# DATA PROVIDED
+++++
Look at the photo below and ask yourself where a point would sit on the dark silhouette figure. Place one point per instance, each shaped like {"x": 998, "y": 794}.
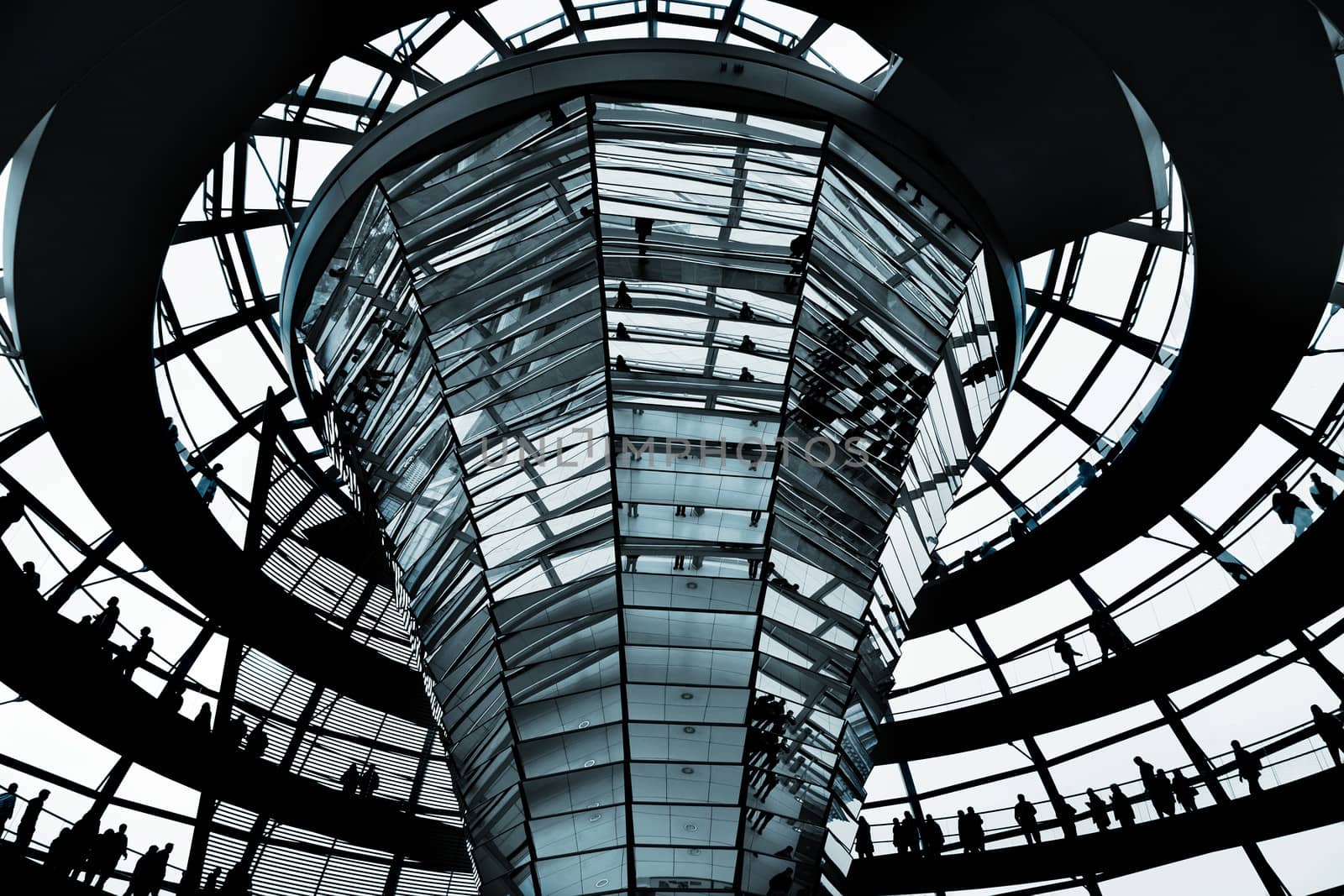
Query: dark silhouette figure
{"x": 60, "y": 857}
{"x": 643, "y": 230}
{"x": 1097, "y": 810}
{"x": 1164, "y": 799}
{"x": 369, "y": 781}
{"x": 905, "y": 835}
{"x": 349, "y": 781}
{"x": 1184, "y": 790}
{"x": 1106, "y": 633}
{"x": 1331, "y": 730}
{"x": 31, "y": 578}
{"x": 976, "y": 828}
{"x": 29, "y": 821}
{"x": 1290, "y": 510}
{"x": 208, "y": 483}
{"x": 139, "y": 652}
{"x": 144, "y": 873}
{"x": 964, "y": 835}
{"x": 1121, "y": 808}
{"x": 1066, "y": 653}
{"x": 105, "y": 622}
{"x": 1247, "y": 766}
{"x": 107, "y": 853}
{"x": 159, "y": 871}
{"x": 1321, "y": 492}
{"x": 1026, "y": 815}
{"x": 1148, "y": 775}
{"x": 781, "y": 883}
{"x": 8, "y": 799}
{"x": 864, "y": 840}
{"x": 257, "y": 741}
{"x": 932, "y": 835}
+++++
# TASK STATEMENT
Write out the listing above again, substituting "shadowed human shape" for each occurrence of "dark silhouette figure" and keeping every other character the same. Leave the picture out.

# OUTPUT BELOW
Look at the photo below and ask yourself where a point would sit on the shadowed human shape. Place one point per instance, each shaped like {"x": 998, "y": 794}.
Query: shadowed human shape
{"x": 60, "y": 857}
{"x": 643, "y": 230}
{"x": 1097, "y": 810}
{"x": 1164, "y": 799}
{"x": 369, "y": 781}
{"x": 905, "y": 835}
{"x": 349, "y": 781}
{"x": 1184, "y": 790}
{"x": 1106, "y": 633}
{"x": 1331, "y": 730}
{"x": 31, "y": 578}
{"x": 976, "y": 828}
{"x": 29, "y": 821}
{"x": 1290, "y": 510}
{"x": 208, "y": 483}
{"x": 139, "y": 652}
{"x": 144, "y": 873}
{"x": 964, "y": 835}
{"x": 1121, "y": 808}
{"x": 1066, "y": 653}
{"x": 105, "y": 622}
{"x": 1247, "y": 766}
{"x": 107, "y": 853}
{"x": 159, "y": 871}
{"x": 1321, "y": 492}
{"x": 1026, "y": 815}
{"x": 1148, "y": 775}
{"x": 781, "y": 883}
{"x": 8, "y": 799}
{"x": 864, "y": 840}
{"x": 257, "y": 741}
{"x": 932, "y": 835}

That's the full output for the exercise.